What the exercise asks
Print out the full material below, exact in every line, with no images included.

= = = = = = =

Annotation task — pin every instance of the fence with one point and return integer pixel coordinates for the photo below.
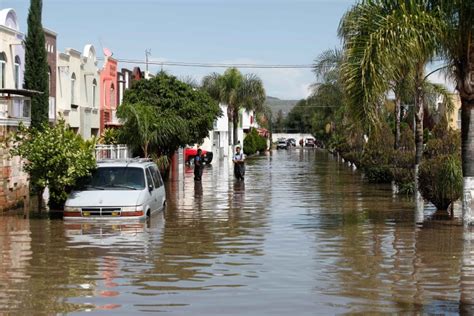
(112, 152)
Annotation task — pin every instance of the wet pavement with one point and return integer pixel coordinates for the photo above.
(302, 235)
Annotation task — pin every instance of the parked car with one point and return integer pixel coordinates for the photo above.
(190, 153)
(282, 144)
(122, 189)
(309, 142)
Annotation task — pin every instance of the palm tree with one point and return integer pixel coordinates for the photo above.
(381, 39)
(457, 47)
(236, 91)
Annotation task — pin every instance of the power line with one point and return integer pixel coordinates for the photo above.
(213, 65)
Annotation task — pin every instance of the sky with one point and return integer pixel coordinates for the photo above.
(210, 31)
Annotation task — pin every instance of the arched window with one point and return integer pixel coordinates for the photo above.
(3, 64)
(94, 93)
(17, 72)
(112, 96)
(73, 88)
(49, 79)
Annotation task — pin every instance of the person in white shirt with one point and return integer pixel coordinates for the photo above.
(239, 164)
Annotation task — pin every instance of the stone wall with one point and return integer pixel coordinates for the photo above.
(14, 191)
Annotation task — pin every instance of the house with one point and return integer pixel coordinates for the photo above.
(15, 108)
(52, 58)
(108, 93)
(218, 140)
(78, 90)
(125, 78)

= = = = = = =

Response for this exercise
Annotation task — pin every instance of the fence with one point and return integer pixel coordinates for the photo below.
(112, 152)
Annotation task — pin every instance of the wet pavement with one point and return integer pixel coordinates for the photo above.
(302, 235)
Annotation task — pin every instance of the parked car with one point and return integer pixel coordinates for the photo above.
(190, 153)
(282, 144)
(122, 189)
(309, 142)
Annotation task — pin every instance of the palm tree with one point and return integer pixel coordinates for the photo above.
(381, 39)
(457, 47)
(236, 91)
Annotation task — pin every instance of the power line with one point and return integer pixel coordinates for the photo above.
(213, 65)
Annotation task — pin every instance of the sky with one point and return integer pixel coordinates for the photo above.
(210, 31)
Annotation task — pin every instance of the arched window with one point and return integer pixel coordinates for the photo above.
(3, 64)
(94, 93)
(17, 72)
(112, 96)
(73, 88)
(49, 79)
Annotation task — pin every instance of the person in white shirt with one point and return integer pixel coordinates for the photo above.
(239, 164)
Annotation task — pin every instance of the stone wall with one point and return integer pixel coordinates for the photo above.
(14, 191)
Annotation task — pin every instance of the house with one point and return integer pixel coordinates for the photo above.
(15, 108)
(52, 58)
(108, 93)
(218, 140)
(78, 90)
(125, 78)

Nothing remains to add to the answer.